● TEXT PROVIDED

________

After training the data, the predicted results for the test and training data were calculated and presented in Fig. 2. In this figure, predicted vs. actual data was plotted for both test and training datasets. These plots can serve as a crucial tool for evaluating the performance of the ANN model. In these plots, the X and Y axes represent the values of actual and predicted, respectively. Each point on these plots represents a sample from the test and training data. The closeness of the data to the regression line or the location of the data on the regression line indicates the high accuracy of the model in data analysis. In the results related to the test data (8 tests out of 39 tests were included and were randomly selected), a slight deviation from the regression line was observed, while this deviation was much less in the 31 data related to training, and most of the points were on the regression line.

To further investigate, residual values were computed for both test and training datasets, and the corresponding plots were presented in Fig. 3. In other words, the difference between the actual (observed) and predicted values of the model was calculated, and the results are visualized in Fig. 3. Indeed, these plots were utilized to examine the distribution of errors and the prediction accuracy of the model under scrutiny. In a good model, residuals should be randomly scattered and close to zero. This situation indicates a good prediction of the model on both test and training data. A plot with a specific and non-random pattern indicates that there are structures or patterns in the data that the model failed to capture. In such cases, there is a need to improve the model or modify input features. The presence of significant differences between residuals indicates the existence of outliers that need to be removed from the data. In the present study, due to some large differences in the residuals, it was necessary to remove outliers. A good residual plot includes scattered points around the zero line, and the points are randomly and uniformly distributed. By examining the plots in Fig. 3, it is observed that in both the test and training residual plots, the data points are well scattered around the zero line. Upon closer inspection, it is evident that the data points were chosen completely randomly. Additionally, the homogeneity of the data points to each other is visible in both plots. Furthermore, to examine the model’s performance more thoroughly, additional evaluation metrics such as MAE (Mean Absolute Error), RMSE (Root Mean Squared Error), and R Score were scrutinized for both test and training datasets. The evaluation results of the model indicated that the values for MAE, RMSE, and R Score for the testing data were 3.22, 3.91, and 0.92, respectively; while for the training data, these values were 0.9, 1.02, and 0.99, respectively. The higher values of MAE and RMSE, along with the lower R Score for the testing data compared to the training data, are visible in Fig. 3.

________

● PROVIDED MATERIAL
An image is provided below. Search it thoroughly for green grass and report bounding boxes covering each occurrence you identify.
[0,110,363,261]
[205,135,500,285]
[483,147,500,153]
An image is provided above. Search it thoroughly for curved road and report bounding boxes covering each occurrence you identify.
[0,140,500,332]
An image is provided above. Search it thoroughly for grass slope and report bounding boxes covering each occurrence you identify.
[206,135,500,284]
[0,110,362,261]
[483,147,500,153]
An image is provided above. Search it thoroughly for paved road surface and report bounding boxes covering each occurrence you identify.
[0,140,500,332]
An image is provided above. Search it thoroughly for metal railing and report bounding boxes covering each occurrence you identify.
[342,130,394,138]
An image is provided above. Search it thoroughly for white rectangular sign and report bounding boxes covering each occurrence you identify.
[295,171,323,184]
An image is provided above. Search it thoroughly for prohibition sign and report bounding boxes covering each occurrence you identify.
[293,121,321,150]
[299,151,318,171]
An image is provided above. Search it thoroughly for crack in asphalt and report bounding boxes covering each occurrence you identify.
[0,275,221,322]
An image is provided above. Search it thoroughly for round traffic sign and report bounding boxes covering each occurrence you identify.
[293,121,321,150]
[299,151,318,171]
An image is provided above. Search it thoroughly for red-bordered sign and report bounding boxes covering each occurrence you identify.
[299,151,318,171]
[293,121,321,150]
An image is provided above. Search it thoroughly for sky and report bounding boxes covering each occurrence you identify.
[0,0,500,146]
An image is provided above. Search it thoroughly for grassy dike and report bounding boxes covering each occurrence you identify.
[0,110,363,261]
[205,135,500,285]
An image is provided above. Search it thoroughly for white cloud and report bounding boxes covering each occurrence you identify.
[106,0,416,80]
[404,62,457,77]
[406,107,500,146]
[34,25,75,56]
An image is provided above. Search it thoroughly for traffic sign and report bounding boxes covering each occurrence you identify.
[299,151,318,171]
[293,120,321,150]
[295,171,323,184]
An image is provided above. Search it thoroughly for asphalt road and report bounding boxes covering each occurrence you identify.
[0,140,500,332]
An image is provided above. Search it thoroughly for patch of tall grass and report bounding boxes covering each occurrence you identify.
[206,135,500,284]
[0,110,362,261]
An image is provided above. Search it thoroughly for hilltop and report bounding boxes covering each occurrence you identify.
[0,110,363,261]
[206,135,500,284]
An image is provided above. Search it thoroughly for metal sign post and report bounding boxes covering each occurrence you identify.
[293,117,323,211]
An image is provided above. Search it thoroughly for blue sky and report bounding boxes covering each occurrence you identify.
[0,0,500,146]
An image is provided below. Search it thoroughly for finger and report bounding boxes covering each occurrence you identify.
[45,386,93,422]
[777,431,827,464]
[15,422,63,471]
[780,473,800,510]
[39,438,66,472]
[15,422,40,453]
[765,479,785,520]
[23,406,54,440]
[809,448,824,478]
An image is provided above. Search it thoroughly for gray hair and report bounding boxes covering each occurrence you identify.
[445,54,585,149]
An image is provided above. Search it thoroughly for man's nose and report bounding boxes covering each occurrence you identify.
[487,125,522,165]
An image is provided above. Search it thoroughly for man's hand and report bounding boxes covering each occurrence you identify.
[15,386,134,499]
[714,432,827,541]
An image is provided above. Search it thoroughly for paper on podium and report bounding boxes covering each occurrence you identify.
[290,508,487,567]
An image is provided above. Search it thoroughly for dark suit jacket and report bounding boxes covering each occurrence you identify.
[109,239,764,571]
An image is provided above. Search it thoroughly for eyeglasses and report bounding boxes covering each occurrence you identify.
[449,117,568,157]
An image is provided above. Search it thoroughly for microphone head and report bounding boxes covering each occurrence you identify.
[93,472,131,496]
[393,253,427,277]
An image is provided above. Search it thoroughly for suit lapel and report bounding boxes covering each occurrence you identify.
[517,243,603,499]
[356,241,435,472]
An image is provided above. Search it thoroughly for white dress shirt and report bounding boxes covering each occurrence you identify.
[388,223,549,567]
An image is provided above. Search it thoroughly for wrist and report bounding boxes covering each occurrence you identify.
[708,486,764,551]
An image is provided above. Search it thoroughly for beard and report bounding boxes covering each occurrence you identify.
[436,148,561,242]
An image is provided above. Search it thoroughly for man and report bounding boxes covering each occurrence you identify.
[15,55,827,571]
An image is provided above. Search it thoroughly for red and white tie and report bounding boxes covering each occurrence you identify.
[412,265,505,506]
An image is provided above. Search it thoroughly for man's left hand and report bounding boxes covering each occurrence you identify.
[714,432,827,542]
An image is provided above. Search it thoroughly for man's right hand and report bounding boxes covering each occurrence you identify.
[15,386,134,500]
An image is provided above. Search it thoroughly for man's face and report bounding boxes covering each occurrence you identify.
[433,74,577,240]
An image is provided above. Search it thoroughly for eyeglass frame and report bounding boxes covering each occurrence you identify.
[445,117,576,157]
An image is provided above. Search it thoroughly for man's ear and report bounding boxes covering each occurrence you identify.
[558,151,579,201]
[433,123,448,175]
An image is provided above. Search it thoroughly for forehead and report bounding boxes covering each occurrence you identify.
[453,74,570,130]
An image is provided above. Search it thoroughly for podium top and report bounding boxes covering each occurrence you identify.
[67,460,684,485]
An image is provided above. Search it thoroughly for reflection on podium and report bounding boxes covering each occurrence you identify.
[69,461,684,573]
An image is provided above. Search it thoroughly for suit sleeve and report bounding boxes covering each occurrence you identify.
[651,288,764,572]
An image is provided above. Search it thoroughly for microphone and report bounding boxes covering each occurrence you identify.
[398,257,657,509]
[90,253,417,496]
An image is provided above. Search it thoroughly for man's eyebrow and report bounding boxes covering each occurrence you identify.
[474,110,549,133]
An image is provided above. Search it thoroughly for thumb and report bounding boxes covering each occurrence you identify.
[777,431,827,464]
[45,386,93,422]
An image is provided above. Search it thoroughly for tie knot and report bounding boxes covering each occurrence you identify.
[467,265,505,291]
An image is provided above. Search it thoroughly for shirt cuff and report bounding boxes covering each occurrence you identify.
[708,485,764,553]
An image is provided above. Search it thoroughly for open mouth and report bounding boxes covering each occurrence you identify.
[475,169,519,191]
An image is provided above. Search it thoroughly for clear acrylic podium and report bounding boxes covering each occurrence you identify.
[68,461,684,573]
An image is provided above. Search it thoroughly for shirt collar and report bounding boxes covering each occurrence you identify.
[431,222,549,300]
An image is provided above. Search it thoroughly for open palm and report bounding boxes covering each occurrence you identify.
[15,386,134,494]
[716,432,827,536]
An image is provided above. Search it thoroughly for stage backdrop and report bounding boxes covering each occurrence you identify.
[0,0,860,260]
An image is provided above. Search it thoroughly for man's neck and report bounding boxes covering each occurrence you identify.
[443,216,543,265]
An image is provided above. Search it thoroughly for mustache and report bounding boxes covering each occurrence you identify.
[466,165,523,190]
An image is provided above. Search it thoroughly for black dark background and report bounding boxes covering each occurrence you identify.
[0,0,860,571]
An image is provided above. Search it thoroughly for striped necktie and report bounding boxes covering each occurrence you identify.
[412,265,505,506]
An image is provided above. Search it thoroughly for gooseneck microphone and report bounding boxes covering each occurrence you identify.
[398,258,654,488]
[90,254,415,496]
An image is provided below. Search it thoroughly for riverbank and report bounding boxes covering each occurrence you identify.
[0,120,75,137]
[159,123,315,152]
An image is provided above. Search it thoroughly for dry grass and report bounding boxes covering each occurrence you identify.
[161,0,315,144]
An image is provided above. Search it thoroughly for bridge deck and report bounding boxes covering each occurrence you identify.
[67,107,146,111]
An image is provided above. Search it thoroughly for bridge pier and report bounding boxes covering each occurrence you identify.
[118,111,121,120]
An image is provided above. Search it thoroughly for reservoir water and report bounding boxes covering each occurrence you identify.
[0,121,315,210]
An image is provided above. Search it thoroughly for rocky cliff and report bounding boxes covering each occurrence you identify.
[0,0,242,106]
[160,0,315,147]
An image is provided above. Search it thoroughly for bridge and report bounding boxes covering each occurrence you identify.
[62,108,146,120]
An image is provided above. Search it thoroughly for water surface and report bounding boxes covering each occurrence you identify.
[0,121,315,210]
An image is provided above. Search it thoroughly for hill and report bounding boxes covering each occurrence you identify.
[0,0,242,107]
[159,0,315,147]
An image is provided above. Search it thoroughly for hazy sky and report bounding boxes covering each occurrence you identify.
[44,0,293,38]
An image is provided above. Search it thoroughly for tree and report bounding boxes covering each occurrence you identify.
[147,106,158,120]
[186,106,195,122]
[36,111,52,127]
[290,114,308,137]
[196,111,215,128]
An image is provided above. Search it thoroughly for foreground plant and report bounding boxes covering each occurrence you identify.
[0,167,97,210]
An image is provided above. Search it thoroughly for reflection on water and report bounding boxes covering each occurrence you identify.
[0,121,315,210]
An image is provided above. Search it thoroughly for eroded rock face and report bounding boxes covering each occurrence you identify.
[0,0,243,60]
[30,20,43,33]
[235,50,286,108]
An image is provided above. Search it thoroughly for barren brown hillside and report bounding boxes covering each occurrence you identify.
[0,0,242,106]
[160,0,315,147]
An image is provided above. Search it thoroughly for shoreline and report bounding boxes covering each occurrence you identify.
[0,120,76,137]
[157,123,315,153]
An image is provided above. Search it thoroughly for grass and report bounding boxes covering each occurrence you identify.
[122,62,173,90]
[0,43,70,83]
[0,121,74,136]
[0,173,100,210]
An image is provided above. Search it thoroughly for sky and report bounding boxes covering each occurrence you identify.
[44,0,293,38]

________

● WHAT THE EXERCISE ASKS
Continue the passage on evaluating the ANN model, starting after its final sentence. The material has no role in this work.

● TASK RESPONSE
To investigate the importance of features in the ANN model, the feature importance in the neural network model plot was employed (Fig. 4). This plot illustrates the importance of each parameter and its impact on predicting the model results. The plot depicts the importance of parameters with a bar chart, showing the importance of each parameter from largest to smallest. Thus, parameter x has the highest importance, and x has the least importance. In other words, parameter x has the most significant effect on predicting the model results. However, since all the plots are trending upwards (positively), it indicates that an increase in the values of these four parameters has a positive impact on the model’s output. The prediction results of the model are presented in Table S1, SI.

For interpreting the output results from the SVR software, several plots were utilized. Initially, a plot of actual data versus predicted model data for random test and training data was created. The results obtained are presented in Fig. 5. Interpreting these plots provides a better understanding of the SVR model’s performance. In contrast to the ANN model, it was observed that in the plot related to test data, the points are very close to the regression line, indicating low error and excellent model performance on training data. Regarding the regression plot related to training data, some of the data points were scattered around the regression line, suggesting potential overfitting, even though a significant number of points lie directly on the regression line.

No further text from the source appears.